◆ Exercise objective ◆
Please copy down the items word for word, from the start of the items through the line that contains "165 91 L 141", including both ends.

[Records in a dataset]
####
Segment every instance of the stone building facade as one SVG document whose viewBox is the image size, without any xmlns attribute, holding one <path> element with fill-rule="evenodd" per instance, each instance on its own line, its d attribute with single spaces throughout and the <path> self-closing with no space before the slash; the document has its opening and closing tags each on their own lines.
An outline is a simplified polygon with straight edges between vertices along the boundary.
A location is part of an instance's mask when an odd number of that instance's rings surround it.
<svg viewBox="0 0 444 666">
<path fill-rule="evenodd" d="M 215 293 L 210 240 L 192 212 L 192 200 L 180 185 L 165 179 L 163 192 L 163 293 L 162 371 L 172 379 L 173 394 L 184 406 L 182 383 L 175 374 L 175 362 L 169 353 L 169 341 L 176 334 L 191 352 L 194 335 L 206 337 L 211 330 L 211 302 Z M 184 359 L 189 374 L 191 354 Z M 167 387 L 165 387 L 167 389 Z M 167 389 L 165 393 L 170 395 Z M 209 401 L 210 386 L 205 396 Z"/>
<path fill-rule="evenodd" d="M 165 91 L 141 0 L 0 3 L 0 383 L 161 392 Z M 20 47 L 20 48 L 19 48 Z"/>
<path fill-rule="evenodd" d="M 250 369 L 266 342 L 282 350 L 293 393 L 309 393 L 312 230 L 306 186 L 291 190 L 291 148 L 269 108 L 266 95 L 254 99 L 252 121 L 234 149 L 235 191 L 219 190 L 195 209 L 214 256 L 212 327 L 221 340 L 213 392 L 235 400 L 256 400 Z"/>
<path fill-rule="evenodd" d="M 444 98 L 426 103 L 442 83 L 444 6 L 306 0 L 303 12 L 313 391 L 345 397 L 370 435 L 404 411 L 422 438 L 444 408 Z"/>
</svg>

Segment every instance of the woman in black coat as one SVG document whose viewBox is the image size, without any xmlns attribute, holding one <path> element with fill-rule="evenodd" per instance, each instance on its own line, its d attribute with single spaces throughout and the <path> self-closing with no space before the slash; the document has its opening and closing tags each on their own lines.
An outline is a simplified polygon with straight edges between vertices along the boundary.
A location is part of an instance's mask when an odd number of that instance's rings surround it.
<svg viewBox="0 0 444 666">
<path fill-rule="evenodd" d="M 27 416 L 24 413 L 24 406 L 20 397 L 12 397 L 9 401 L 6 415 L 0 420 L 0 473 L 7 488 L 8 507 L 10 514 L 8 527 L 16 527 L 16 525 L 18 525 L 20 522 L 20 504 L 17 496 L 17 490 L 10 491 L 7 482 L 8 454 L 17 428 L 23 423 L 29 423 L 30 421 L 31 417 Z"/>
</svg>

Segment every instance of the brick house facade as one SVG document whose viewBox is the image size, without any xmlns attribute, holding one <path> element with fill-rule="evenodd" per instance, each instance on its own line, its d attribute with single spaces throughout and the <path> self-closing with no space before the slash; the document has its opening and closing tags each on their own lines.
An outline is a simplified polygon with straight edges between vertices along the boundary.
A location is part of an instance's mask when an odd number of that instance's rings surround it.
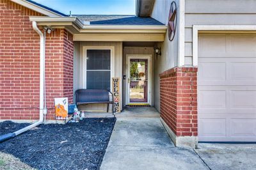
<svg viewBox="0 0 256 170">
<path fill-rule="evenodd" d="M 1 120 L 39 118 L 40 38 L 29 16 L 43 15 L 9 0 L 0 1 Z M 50 108 L 47 118 L 53 119 L 54 97 L 73 100 L 72 35 L 56 29 L 47 35 L 45 45 L 46 98 Z"/>
<path fill-rule="evenodd" d="M 197 68 L 175 67 L 159 77 L 161 118 L 177 137 L 197 136 Z"/>
</svg>

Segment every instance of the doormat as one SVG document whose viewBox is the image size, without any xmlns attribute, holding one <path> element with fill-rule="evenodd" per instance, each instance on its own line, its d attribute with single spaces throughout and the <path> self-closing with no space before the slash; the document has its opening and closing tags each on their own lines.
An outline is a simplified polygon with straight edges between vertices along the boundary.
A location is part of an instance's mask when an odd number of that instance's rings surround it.
<svg viewBox="0 0 256 170">
<path fill-rule="evenodd" d="M 150 104 L 127 104 L 126 106 L 129 106 L 129 107 L 151 107 L 151 105 Z"/>
</svg>

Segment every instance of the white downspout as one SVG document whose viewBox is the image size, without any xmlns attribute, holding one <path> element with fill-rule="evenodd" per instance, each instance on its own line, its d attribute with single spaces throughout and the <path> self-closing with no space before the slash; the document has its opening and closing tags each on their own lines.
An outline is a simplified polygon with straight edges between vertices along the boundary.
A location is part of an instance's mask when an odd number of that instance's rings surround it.
<svg viewBox="0 0 256 170">
<path fill-rule="evenodd" d="M 20 134 L 32 128 L 37 125 L 42 124 L 44 121 L 44 85 L 45 85 L 45 38 L 44 34 L 37 27 L 36 22 L 33 21 L 32 23 L 33 28 L 40 36 L 40 100 L 39 100 L 39 120 L 24 128 L 15 132 L 15 135 Z M 45 106 L 46 107 L 46 106 Z M 45 112 L 46 114 L 46 112 Z"/>
<path fill-rule="evenodd" d="M 6 135 L 0 136 L 0 143 L 10 138 L 14 137 L 17 135 L 19 135 L 28 130 L 29 130 L 33 127 L 36 127 L 42 124 L 44 121 L 44 114 L 46 114 L 47 109 L 45 108 L 46 105 L 44 104 L 44 100 L 45 98 L 45 38 L 44 34 L 37 27 L 36 22 L 33 21 L 33 28 L 40 36 L 40 104 L 39 104 L 39 120 L 36 123 L 19 130 L 13 133 L 9 133 Z"/>
</svg>

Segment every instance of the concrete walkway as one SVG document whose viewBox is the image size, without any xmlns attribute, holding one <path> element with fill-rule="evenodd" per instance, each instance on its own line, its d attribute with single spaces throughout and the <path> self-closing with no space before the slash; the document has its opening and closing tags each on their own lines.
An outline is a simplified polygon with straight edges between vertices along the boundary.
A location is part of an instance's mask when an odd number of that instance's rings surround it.
<svg viewBox="0 0 256 170">
<path fill-rule="evenodd" d="M 199 143 L 199 149 L 182 149 L 152 107 L 127 108 L 116 117 L 100 169 L 256 170 L 256 144 Z"/>
<path fill-rule="evenodd" d="M 100 169 L 209 169 L 193 150 L 175 148 L 152 107 L 129 107 L 117 120 Z"/>
</svg>

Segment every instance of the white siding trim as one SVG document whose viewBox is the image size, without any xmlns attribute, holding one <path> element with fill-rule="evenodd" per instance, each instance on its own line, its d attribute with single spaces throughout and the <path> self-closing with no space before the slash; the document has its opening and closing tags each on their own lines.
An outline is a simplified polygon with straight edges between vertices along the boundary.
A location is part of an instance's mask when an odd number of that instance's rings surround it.
<svg viewBox="0 0 256 170">
<path fill-rule="evenodd" d="M 185 1 L 179 1 L 179 66 L 185 65 Z"/>
<path fill-rule="evenodd" d="M 32 10 L 36 11 L 40 13 L 44 14 L 49 17 L 62 17 L 61 15 L 54 13 L 52 11 L 48 10 L 45 8 L 44 8 L 41 6 L 37 6 L 35 4 L 31 3 L 29 2 L 24 1 L 24 0 L 11 0 L 13 3 L 20 4 L 23 6 L 25 6 L 28 8 L 29 8 Z"/>
<path fill-rule="evenodd" d="M 193 66 L 197 66 L 198 63 L 198 32 L 246 31 L 256 31 L 255 25 L 194 25 L 193 26 Z"/>
</svg>

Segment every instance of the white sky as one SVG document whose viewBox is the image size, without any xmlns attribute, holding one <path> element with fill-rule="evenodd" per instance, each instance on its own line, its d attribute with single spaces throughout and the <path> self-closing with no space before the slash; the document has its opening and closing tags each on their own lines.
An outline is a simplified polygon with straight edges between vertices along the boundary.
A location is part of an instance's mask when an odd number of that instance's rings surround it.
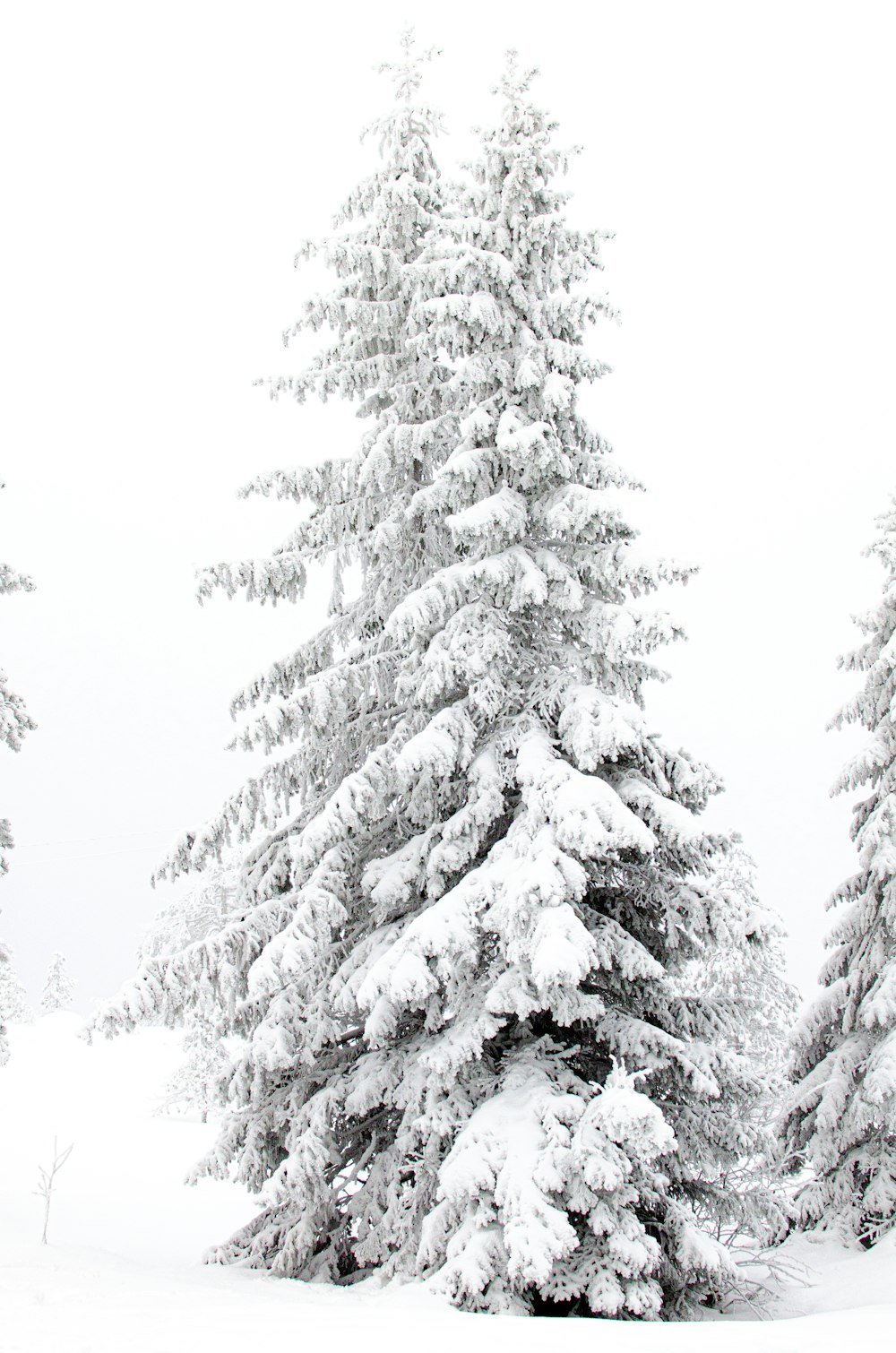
####
◆ Exercise result ◆
Segment every instance of the stone building facade as one SVG document whose viewBox is the image size, without any xmlns attribute, holding one <path> element with fill-rule="evenodd" per instance, each instance on its own line, its d attribute with single spaces throughout and the <path> self-closing with no space before the slash; the document has its opening and closing tags each on their own lines.
An outline is a simplified polygon with straight edges between vertices along the boundary.
A location is part of an instance's mask when an odd number of that instance's rings surround it.
<svg viewBox="0 0 444 666">
<path fill-rule="evenodd" d="M 215 293 L 210 240 L 192 212 L 192 200 L 180 185 L 165 179 L 163 192 L 163 293 L 162 371 L 172 379 L 173 394 L 184 406 L 182 383 L 175 374 L 175 362 L 169 353 L 169 341 L 176 334 L 191 352 L 194 335 L 206 337 L 211 330 L 211 302 Z M 184 359 L 189 374 L 191 354 Z M 167 387 L 165 387 L 167 389 Z M 167 389 L 165 393 L 170 395 Z M 209 401 L 210 386 L 205 396 Z"/>
<path fill-rule="evenodd" d="M 165 91 L 141 0 L 0 3 L 0 383 L 161 392 Z M 20 47 L 20 48 L 19 48 Z"/>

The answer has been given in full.